= SOAL A =
Berdasarkan teks tentang utang jatuh tempo, jelaskan dalam satu sampai tiga kalimat mengapa pembayaran jatuh tempo utang Indonesia tinggi.
= SOAL B =
Ketik ulang bagian teks tentang utang jatuh tempo mulai dari "Dampak dari utang" sampai "aktivitas ekonomi berhenti.", termasuk kedua bagian tersebut.

= TEKS =
+ + + +

Dampak dari utang jatuh tempo Indonesia yang terus meningkat tidak bisa dianggap remeh. Beban pembayaran bunga dan pokok utang yang semakin besar dapat mengganggu kestabilan perekonomian. Selain itu, terlalu bergantung pada utang juga dapat membuat perekonomian menjadi rentan terhadap perkembangan eksternal yang tidak terduga.
Sri Mulyani menuturkan jika surat utang RI tidak jatuh tempo, maka surat utang yang dipegang tersebut akan revolving. Namun, jika kondisi stabilitas ini terganggu, pemegang surat utang RI bisa melepasnya dan kabur dari RI. Menkeu mengingatkan, bahwa tingginya pembayaran jatuh tempo utang disebabkan oleh pandemi COVID-19. Saat itu Indonesia membutuhkan hampir Rp1.000 triliun tambahan belanja, saat penerimaan negara turun 19% karena aktivitas ekonomi berhenti.
Menkeu juga menegaskan, hal ini karena biaya pandemi dan ini merupakan bagian dari skema burden sharing. "Itu biaya pandemi berdasarkan agreement antara kita dan BI untuk lakukan burden sharing agar neraca BI baik, fiskalnya tetap kredibel, politik juga acceptable, kita sepakati instrumen itu," tegasnya.

+ + + +

(Entri data tersimpan)
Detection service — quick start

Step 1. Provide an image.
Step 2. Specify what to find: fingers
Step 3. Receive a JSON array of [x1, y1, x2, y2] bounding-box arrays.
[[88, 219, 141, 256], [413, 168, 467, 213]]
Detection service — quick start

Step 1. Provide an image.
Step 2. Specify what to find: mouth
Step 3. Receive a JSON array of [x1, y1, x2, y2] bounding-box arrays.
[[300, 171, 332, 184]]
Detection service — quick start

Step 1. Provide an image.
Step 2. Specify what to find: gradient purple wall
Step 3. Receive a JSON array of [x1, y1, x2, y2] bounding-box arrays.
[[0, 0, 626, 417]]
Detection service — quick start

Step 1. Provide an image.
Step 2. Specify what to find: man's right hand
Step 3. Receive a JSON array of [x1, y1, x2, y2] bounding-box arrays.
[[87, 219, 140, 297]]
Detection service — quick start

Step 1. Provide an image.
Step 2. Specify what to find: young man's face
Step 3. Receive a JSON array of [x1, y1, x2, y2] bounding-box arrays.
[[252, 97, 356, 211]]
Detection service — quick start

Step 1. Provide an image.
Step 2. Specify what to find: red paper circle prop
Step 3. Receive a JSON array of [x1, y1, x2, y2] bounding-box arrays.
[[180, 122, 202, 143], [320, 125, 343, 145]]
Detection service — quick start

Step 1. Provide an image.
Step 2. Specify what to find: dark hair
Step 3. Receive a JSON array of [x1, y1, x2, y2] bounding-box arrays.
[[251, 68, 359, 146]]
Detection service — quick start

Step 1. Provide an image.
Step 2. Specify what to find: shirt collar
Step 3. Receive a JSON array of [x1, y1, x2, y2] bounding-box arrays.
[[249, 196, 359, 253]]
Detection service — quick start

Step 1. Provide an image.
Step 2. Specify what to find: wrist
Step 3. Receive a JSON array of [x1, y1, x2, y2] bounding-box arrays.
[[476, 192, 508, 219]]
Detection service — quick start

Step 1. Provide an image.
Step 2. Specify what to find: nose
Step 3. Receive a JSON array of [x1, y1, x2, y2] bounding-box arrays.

+ + + +

= KOTAK JAWABAN A =
Pembayaran jatuh tempo utang tinggi karena pandemi COVID-19. Saat itu Indonesia membutuhkan hampir Rp1.000 triliun tambahan belanja, sementara penerimaan negara turun 19% karena aktivitas ekonomi berhenti.

= KOTAK JAWABAN B =
Dampak dari utang jatuh tempo Indonesia yang terus meningkat tidak bisa dianggap remeh. Beban pembayaran bunga dan pokok utang yang semakin besar dapat mengganggu kestabilan perekonomian. Selain itu, terlalu bergantung pada utang juga dapat membuat perekonomian menjadi rentan terhadap perkembangan eksternal yang tidak terduga.
Sri Mulyani menuturkan jika surat utang RI tidak jatuh tempo, maka surat utang yang dipegang tersebut akan revolving. Namun, jika kondisi stabilitas ini terganggu, pemegang surat utang RI bisa melepasnya dan kabur dari RI. Menkeu mengingatkan, bahwa tingginya pembayaran jatuh tempo utang disebabkan oleh pandemi COVID-19. Saat itu Indonesia membutuhkan hampir Rp1.000 triliun tambahan belanja, saat penerimaan negara turun 19% karena aktivitas ekonomi berhenti.